### What the task asks
Rewrite every row below in full, requests included, scaling each point coordinate in the answers by 1.3 and rounding to the nearest whole number, with halves rounded up. Leave the numbers in the requests and their format samples unchanged.

========

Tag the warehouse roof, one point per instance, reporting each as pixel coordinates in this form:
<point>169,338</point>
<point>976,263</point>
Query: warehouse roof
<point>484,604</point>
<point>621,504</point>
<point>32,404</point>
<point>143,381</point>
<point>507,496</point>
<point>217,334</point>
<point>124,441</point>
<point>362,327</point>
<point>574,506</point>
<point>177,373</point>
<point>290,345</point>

========

### Written response
Tag the warehouse roof, one point per instance, reporting each as pixel coordinates in this form:
<point>169,338</point>
<point>976,263</point>
Query: warehouse roof
<point>629,785</point>
<point>807,655</point>
<point>42,525</point>
<point>186,495</point>
<point>659,645</point>
<point>282,434</point>
<point>161,573</point>
<point>471,425</point>
<point>746,658</point>
<point>230,485</point>
<point>377,449</point>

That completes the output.